Look through the listing below and write out exactly the lines from the line with "column 231, row 90" to the line with "column 105, row 77", both included, and no others.

* **DATA EXTRACTS**
============================================================

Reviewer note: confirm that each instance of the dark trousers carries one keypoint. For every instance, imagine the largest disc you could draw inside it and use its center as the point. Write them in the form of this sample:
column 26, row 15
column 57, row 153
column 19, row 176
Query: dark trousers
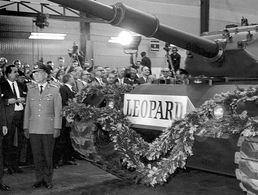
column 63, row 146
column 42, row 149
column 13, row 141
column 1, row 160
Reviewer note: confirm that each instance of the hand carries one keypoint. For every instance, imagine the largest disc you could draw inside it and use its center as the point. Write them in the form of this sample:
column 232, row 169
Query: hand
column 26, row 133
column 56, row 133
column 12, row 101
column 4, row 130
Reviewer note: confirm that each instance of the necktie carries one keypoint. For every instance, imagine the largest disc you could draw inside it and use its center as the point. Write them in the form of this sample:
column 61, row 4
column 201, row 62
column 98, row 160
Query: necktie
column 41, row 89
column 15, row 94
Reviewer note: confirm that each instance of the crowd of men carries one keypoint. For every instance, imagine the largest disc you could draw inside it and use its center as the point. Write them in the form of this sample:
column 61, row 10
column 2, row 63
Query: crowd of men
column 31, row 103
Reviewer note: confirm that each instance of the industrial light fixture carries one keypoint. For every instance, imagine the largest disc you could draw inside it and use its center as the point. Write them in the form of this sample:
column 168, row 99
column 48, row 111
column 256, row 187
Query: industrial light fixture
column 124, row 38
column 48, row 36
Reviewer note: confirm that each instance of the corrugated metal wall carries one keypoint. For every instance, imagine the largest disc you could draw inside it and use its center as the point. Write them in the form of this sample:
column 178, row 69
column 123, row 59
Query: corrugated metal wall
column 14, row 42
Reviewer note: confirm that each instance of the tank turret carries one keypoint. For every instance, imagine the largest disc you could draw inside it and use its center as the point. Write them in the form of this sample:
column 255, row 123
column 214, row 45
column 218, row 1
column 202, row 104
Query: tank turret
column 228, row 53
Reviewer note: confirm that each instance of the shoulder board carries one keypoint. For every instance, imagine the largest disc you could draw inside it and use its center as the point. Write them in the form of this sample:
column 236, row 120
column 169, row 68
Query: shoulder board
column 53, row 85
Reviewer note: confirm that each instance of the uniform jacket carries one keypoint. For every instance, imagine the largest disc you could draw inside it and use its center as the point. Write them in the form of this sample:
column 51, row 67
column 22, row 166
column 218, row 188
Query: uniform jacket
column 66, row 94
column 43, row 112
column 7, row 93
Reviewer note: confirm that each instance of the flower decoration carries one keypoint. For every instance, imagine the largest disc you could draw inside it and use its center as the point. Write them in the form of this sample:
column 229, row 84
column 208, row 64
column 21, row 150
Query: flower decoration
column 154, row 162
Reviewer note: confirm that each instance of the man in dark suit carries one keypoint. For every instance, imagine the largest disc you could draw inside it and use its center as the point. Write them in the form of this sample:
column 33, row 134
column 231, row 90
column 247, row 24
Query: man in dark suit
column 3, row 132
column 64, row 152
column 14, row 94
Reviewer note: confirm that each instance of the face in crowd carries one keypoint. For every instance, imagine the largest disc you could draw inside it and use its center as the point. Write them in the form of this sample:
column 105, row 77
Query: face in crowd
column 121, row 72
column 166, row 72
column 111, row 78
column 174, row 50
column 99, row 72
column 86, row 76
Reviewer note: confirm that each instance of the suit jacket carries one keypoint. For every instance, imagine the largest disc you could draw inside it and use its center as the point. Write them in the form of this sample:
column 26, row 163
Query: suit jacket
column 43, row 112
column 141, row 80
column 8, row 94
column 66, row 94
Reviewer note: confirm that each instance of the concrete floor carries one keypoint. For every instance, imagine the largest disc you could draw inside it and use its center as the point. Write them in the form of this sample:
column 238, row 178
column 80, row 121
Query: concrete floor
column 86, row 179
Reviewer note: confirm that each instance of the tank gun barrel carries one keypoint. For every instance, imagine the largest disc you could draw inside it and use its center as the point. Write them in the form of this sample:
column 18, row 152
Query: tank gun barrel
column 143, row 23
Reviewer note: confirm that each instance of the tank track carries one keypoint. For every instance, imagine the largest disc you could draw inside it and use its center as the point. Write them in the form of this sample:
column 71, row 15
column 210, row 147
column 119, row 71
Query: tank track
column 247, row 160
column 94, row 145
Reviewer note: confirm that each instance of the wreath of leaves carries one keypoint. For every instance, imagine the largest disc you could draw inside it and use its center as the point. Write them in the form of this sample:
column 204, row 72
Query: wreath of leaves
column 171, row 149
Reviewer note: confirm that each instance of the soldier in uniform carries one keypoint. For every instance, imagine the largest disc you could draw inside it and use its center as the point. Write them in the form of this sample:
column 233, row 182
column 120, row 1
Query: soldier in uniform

============================================================

* **RESPONSE TO THIS EXERCISE**
column 231, row 90
column 247, row 24
Query: man in dark suit
column 3, row 132
column 64, row 152
column 14, row 94
Reviewer note: confirm that each instance of the face in crowd carries one keypoint. For every instance, imagine the largest disc you could draw inside it and use its center as the point. Write them in the form of this sample:
column 105, row 77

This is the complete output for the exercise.